(Passage shown begins)

What Banks Won’t Tell You About Mortgage Financing

Darrell McCollom • August 30, 2023

If you’re looking to buy a property or have a mortgage up for renewal, and you’re thinking about connecting with your bank directly, save yourself a lot of money and regret by reading this article first. 


Here are four things that your bank won’t tell you, accompanied by four reasons that explain why working with an independent mortgage professional is in your best interest. 


Banks have Limited Access to Mortgage Products.


Now, while this one may seem pretty straightforward, if you’re dealing with a single institution, they can only offer mortgages from their product catalogue. This means that you’ll be restricted to their qualifications which are usually very narrow. Working with a single institution significantly limits your options, especially if your financial situation isn’t straightforward.

(Passage shown ends)

▶ [Task instructions]
a - According to the mortgage financing article, why does dealing with a single institution limit your options? Explain in one to three sentences.
b - Translate this sentence from the mortgage financing article into Spanish: "This means that you’ll be restricted to their qualifications which are usually very narrow."
c - In the mortgage financing article, how many things does the author say your bank won't tell you?

(Record set begins)

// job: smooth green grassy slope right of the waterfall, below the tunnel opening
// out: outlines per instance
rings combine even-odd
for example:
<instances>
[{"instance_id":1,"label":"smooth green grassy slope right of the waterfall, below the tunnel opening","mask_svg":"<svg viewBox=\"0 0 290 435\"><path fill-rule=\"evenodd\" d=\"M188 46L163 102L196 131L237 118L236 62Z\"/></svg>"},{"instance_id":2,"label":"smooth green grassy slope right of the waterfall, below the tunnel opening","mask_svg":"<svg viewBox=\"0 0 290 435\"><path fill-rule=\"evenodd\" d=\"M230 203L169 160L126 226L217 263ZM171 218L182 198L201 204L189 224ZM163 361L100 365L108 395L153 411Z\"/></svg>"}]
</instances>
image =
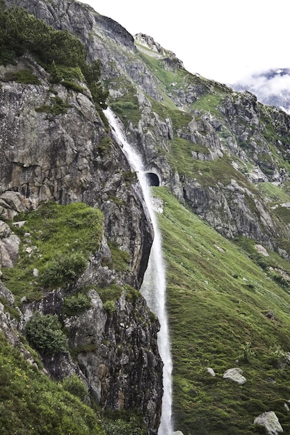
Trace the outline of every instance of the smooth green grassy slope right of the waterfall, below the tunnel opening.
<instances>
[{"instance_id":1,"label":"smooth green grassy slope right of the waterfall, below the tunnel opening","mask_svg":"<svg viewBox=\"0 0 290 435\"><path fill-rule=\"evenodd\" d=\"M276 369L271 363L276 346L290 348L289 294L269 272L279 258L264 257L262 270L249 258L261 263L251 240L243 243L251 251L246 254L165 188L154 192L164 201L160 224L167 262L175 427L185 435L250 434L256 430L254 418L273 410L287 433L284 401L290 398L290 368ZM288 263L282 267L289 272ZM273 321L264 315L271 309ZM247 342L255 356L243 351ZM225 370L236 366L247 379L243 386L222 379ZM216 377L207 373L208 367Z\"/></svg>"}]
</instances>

(Record set ends)
(Record set begins)

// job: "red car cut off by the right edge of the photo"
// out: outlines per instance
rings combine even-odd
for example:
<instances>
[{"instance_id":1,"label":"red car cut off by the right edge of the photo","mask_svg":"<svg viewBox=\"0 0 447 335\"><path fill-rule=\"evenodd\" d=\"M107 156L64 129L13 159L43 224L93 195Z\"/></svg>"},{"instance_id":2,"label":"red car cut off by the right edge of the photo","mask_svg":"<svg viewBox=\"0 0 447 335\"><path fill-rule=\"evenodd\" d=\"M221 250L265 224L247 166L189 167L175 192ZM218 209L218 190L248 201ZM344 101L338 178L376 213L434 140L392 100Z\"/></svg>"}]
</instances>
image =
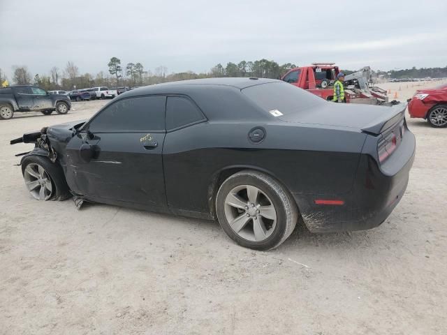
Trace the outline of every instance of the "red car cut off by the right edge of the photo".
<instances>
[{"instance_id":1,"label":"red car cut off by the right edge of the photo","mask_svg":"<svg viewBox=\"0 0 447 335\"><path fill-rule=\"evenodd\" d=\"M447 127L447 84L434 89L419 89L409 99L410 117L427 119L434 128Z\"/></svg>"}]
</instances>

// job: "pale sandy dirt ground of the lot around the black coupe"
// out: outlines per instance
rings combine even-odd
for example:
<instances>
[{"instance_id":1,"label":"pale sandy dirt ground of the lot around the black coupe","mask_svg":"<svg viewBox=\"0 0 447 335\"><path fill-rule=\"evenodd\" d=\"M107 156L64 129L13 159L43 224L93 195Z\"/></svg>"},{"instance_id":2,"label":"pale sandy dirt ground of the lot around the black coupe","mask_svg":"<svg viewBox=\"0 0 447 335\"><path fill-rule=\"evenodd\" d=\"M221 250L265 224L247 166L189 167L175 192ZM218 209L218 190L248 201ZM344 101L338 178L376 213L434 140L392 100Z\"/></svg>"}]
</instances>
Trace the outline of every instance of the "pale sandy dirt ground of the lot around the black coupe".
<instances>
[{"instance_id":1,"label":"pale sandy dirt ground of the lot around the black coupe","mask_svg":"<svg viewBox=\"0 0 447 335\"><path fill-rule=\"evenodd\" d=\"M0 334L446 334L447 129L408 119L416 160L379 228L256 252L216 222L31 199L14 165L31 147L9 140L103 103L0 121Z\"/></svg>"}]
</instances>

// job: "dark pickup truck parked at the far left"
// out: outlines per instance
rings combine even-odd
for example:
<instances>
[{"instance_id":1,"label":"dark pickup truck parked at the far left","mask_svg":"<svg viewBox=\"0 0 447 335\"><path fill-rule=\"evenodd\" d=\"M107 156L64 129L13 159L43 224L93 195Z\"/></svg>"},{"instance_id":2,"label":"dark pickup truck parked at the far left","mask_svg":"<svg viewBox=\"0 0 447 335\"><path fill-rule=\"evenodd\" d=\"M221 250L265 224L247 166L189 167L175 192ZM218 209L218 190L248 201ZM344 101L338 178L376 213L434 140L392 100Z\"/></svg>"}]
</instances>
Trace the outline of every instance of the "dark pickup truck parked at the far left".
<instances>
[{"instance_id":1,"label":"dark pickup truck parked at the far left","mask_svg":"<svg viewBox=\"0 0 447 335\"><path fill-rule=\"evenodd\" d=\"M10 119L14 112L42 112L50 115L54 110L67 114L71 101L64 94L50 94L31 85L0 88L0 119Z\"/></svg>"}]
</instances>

(Record set ends)

▶ [Responses per task]
a - A single institution can offer mortgages only from its own product catalogue. You are therefore held to its qualifications, which are usually very narrow. That restriction matters most when your financial situation isn't straightforward.

b - Esto significa que estarás limitado a sus criterios de calificación, que suelen ser muy estrictos.

c - Four.